Exercise details -
Within the listing below, how many lines feature the word "bottle"? Reply with only that number.

Input for this task -
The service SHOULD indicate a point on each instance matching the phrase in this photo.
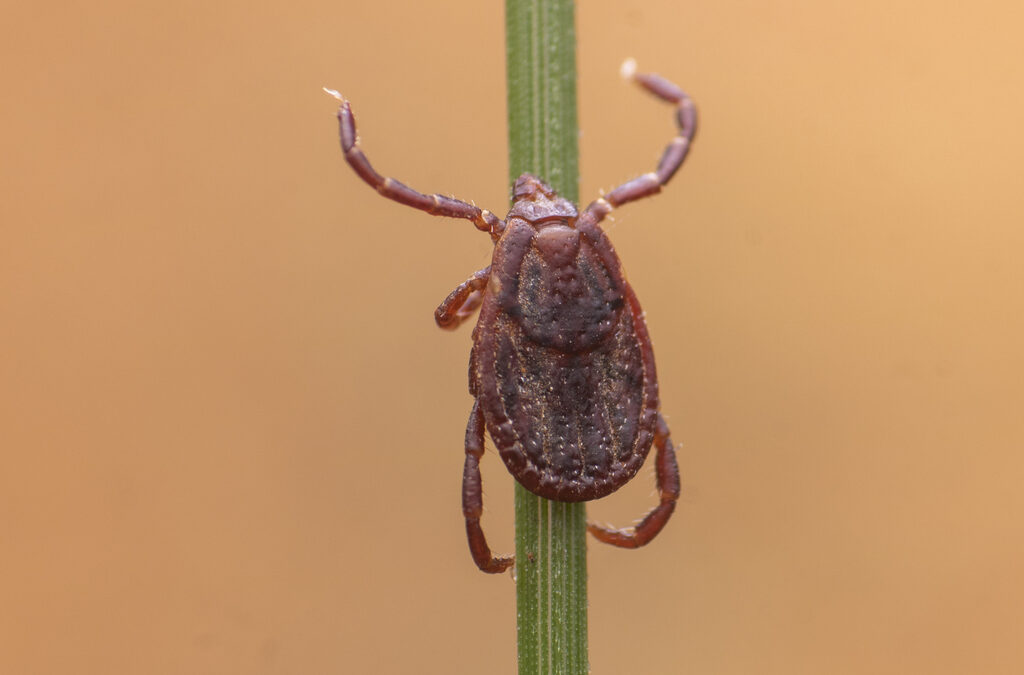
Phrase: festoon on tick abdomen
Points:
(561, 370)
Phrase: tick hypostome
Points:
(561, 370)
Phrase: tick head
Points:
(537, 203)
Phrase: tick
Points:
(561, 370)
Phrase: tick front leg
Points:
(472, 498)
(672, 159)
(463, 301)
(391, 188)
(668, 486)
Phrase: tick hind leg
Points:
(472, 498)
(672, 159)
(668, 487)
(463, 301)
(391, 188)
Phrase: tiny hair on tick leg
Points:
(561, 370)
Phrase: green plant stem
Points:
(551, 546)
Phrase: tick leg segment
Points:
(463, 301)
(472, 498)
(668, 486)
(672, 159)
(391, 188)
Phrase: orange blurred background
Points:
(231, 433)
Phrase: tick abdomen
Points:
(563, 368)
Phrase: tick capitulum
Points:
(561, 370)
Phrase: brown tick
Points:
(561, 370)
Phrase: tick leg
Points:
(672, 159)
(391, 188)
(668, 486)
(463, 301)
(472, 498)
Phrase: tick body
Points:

==

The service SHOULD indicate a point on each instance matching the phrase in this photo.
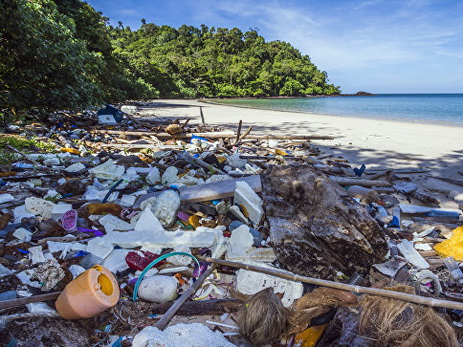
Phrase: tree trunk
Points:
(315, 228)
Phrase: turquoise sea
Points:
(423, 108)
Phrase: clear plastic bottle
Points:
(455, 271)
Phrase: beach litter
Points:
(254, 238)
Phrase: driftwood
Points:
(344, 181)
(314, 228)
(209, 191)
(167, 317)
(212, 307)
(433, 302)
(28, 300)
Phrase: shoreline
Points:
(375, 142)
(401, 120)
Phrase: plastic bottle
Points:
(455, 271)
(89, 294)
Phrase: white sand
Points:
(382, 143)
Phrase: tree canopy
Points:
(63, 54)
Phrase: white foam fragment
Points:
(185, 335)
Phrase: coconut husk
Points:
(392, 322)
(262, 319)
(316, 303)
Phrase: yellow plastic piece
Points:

Exercise solution -
2